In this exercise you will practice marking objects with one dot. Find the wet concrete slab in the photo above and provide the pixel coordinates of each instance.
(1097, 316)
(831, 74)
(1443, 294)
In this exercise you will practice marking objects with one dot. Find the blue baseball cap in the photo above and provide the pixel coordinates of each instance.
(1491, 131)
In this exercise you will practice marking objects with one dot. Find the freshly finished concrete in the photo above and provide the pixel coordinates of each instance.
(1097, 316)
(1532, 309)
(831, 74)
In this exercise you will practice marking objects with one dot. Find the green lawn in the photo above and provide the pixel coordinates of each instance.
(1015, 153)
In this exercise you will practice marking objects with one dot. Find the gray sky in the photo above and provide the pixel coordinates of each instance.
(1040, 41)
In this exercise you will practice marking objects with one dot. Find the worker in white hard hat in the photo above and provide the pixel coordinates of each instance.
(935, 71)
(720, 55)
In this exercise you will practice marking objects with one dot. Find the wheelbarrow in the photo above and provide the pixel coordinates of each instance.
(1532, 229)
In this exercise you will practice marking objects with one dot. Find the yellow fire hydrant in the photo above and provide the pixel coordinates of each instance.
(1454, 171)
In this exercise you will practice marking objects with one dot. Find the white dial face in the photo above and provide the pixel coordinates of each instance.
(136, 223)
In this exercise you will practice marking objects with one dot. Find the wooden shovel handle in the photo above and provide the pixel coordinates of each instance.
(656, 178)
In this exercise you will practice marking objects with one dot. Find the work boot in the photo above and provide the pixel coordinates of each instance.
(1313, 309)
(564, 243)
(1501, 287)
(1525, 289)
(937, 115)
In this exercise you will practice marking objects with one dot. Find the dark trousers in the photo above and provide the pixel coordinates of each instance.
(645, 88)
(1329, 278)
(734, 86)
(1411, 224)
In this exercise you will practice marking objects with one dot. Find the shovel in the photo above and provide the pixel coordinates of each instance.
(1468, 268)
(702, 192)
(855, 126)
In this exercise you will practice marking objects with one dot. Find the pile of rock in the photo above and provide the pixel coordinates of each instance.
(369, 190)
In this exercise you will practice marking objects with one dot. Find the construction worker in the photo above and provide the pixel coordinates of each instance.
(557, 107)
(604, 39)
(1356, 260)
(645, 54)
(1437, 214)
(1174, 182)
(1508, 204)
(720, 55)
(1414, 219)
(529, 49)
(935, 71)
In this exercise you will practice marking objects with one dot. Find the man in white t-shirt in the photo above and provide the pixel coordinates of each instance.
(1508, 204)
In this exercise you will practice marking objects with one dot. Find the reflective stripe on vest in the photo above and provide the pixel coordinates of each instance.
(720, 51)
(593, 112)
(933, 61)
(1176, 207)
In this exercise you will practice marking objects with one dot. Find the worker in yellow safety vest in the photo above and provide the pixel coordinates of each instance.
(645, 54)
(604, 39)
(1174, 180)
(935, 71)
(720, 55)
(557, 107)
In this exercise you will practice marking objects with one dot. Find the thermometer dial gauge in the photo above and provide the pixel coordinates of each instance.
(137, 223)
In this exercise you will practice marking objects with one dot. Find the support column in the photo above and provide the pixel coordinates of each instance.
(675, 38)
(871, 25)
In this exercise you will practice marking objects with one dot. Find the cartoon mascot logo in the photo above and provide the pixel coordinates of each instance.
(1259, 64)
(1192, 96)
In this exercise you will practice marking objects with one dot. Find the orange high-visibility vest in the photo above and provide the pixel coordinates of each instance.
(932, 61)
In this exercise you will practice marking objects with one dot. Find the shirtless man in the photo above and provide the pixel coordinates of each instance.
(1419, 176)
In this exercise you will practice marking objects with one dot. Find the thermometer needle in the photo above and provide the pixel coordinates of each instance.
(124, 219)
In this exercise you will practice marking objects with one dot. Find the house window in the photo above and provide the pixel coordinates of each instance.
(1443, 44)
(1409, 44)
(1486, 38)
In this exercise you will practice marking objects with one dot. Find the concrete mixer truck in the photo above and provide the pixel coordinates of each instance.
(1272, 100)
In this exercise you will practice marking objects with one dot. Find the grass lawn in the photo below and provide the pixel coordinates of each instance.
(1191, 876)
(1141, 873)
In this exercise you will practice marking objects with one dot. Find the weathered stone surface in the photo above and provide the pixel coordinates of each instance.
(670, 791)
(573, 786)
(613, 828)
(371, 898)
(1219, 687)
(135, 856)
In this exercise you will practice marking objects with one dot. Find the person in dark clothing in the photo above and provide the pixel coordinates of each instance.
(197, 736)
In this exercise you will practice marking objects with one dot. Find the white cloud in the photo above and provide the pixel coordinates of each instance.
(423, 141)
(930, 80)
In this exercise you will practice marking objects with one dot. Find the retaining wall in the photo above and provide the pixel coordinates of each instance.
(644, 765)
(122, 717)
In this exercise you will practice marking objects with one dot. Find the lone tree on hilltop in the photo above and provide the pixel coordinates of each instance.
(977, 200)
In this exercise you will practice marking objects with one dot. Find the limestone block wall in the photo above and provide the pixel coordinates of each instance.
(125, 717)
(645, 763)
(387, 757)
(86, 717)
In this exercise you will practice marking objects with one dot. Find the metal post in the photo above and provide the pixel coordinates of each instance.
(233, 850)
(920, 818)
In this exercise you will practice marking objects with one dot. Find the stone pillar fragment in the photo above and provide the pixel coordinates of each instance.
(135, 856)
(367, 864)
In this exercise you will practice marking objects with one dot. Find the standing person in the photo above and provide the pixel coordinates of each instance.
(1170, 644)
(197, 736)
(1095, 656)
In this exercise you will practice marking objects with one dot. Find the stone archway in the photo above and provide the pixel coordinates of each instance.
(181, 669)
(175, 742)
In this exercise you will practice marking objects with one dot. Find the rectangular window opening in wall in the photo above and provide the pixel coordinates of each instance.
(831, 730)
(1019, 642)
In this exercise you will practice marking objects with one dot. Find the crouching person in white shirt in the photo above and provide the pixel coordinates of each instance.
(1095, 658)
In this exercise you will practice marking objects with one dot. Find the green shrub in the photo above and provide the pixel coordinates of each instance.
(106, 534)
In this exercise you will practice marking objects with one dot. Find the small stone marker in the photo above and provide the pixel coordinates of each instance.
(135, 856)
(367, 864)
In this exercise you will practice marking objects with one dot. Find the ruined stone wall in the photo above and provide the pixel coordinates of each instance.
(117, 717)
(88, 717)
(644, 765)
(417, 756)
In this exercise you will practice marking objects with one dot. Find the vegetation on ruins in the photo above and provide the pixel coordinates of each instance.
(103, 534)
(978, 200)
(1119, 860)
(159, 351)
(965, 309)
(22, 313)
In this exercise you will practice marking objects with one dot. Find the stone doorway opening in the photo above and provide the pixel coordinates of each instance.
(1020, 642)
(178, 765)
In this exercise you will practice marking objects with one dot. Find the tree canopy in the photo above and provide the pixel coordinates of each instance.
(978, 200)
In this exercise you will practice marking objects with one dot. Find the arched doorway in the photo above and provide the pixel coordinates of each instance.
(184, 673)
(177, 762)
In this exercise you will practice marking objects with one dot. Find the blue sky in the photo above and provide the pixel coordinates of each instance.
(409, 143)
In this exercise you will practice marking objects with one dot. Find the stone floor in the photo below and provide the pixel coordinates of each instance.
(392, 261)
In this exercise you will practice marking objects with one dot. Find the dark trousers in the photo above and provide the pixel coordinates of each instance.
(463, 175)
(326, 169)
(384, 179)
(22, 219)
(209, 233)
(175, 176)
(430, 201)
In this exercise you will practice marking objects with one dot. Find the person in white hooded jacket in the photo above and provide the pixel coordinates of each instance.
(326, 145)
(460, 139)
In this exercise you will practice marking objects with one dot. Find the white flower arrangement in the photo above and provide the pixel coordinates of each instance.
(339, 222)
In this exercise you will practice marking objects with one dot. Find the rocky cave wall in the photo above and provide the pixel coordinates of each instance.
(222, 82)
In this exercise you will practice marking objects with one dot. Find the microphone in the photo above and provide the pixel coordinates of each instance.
##########
BRIEF – Starting with the line that contains "the white flower", restate every line through the end of the records above, exactly and with no other lines.

EXERCISE RESPONSE –
In this exercise you will practice marking objects with one dot. Find the white flower arrangement in the photo above and provide the pixel coordinates of each instance.
(339, 222)
In this exercise you will practice marking objects with one dot. Find the rocky cave wall in the photo above and provide the pixel coordinates of each instance.
(222, 82)
In this exercise you will practice marking objects with one dot. Find the microphone in the photo above and provide the pixel coordinates of each instance.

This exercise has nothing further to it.